:: DOCUMENT EXCERPT

Nodes upgraded (11): hcl01 hcl03 hcl05 hcl06 hcl10 hcl11 hcl12 hcl13 hcl14 hcl15 hcl16 Nodes not upgraded because unbootable before upgrade (5) hcl02 hcl04 hcl07 hcl08 hcl09


 vi  /etc/apt/sources.list

replace squeeze with wheezy

In parallel on all with Cluster ssh (cssh)

 apt-get update
 apt-get dist-upgrade
 reboot

Had to manually boot hcl12 hcl13 becuase of tempiture warning.

 apt-get autoremove

NFS not starting on boot, so added to /etc/rc.local

 mount /home

Changed /etc/fstab line to:

 192.168.20.254:/home  /home  nfs  rw,rsize=4096,wsize=4096,hard,intr  0 0

Questions:

 Q:Configuration file `/etc/pam.d/sshd' modified (by you or by a script) since installation.
 A:keep your currently-installed version
 Q:A new version of configuration file /etc/default/nfs-common is available
 A:Keep installed version
 
 Q:A new version of configuration file /etc/default/grub is available
 A:Install package managers version.

::::
:: DATA LINES

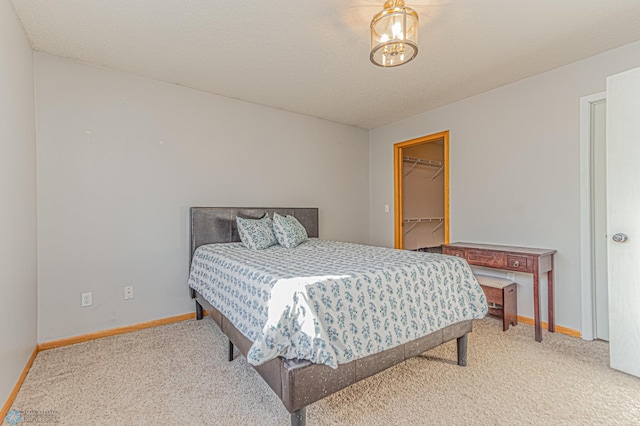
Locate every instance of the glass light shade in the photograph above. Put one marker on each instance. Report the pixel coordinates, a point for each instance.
(394, 35)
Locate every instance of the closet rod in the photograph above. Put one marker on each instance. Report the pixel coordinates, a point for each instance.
(415, 221)
(423, 162)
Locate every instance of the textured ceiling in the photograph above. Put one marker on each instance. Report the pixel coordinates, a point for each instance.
(312, 56)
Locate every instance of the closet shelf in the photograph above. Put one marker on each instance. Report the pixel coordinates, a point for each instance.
(423, 162)
(415, 221)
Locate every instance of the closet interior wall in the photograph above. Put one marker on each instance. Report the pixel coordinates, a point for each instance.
(423, 197)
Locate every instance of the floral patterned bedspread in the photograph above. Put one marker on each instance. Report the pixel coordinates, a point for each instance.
(332, 302)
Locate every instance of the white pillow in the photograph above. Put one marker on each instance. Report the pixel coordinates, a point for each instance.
(256, 234)
(289, 232)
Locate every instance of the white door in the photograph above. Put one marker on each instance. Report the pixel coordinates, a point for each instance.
(599, 215)
(623, 219)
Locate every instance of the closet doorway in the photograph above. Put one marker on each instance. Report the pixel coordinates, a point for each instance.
(421, 192)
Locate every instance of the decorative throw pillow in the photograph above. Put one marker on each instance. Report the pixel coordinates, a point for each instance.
(289, 232)
(256, 234)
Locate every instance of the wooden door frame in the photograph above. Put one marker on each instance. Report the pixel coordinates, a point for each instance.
(398, 195)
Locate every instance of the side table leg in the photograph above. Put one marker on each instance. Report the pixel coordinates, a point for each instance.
(552, 326)
(536, 304)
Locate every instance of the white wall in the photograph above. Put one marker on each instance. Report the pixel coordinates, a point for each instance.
(514, 175)
(18, 291)
(122, 158)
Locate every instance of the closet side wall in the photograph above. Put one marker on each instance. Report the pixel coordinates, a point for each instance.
(423, 197)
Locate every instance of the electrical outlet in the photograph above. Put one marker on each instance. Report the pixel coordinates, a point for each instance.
(86, 299)
(128, 292)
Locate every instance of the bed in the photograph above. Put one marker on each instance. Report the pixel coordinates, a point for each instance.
(331, 365)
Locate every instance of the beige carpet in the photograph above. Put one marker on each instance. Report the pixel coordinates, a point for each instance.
(178, 375)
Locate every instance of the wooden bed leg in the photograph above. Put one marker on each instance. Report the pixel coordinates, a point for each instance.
(230, 351)
(462, 350)
(299, 417)
(198, 311)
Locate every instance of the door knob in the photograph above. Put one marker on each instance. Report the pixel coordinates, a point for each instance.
(620, 238)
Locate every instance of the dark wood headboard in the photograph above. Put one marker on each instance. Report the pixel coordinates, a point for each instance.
(210, 225)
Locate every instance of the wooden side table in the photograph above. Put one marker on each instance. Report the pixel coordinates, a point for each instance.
(520, 259)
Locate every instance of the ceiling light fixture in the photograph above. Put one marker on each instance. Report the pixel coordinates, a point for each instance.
(394, 35)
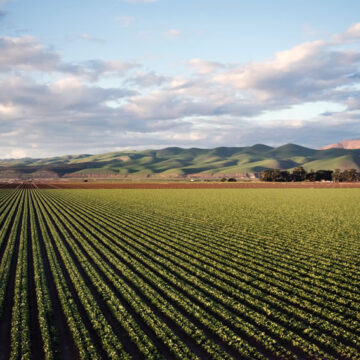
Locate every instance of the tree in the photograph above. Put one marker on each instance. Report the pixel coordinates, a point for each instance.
(299, 174)
(336, 175)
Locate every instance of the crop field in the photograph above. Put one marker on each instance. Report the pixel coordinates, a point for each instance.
(180, 274)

::::

• _WORK INSTRUCTIONS_:
[1] Answer these questions using the cluster upgrade notes:
(a) How many nodes were upgraded?
(b) What command was added to /etc/rc.local because NFS was not starting on boot?
(c) What answer was given when a new version of /etc/default/nfs-common became available?
[2] Write what comes next in the cluster upgrade notes, starting after the last line shown.

• _EXERCISE RESULTS_:
[1]
(a) 11
(b) mount /home
(c) Keep installed version

[2]
Problems

On every package getting the following warnings:

 ldconfig: Can't link /opt/lib//opt/lib/libf77blas.so to libf77blas.so
 ldconfig: Can't link /opt/lib//opt/lib/libcblas.so to libcblas.so
 ldconfig: Can't link /opt/lib//opt/lib/libatlas.so to libatlas.so

Installation of PAPI - failed

get papi-5.2.0.tar.gz

 tar -xzvf papi-5.2.0.tar.gz
 cd papi-5.2.0/src/
 ./configure --prefix=/usr/local
 make
 make test

Make test failed. Hardware too old, would need to patch kernel. Abandoned installing Papi on HCL for now.

==Installation of Extrae

 apt-get install 
 apt-get install libunwind7-dev
 apt-get install binutils-dev

get extrae-2.4.0.tar.bz2

 tar -xjvf extrae-2.4.0.tar.bz2
 cd extrae-2.4.0
 ./configure --with-mpi=/usr/lib/openmpi --with-unwind=/usr --without-dyninst --without-papi --prefix=/usr/local

Note - this is a lot of good features of extrae turned off because if missing packages.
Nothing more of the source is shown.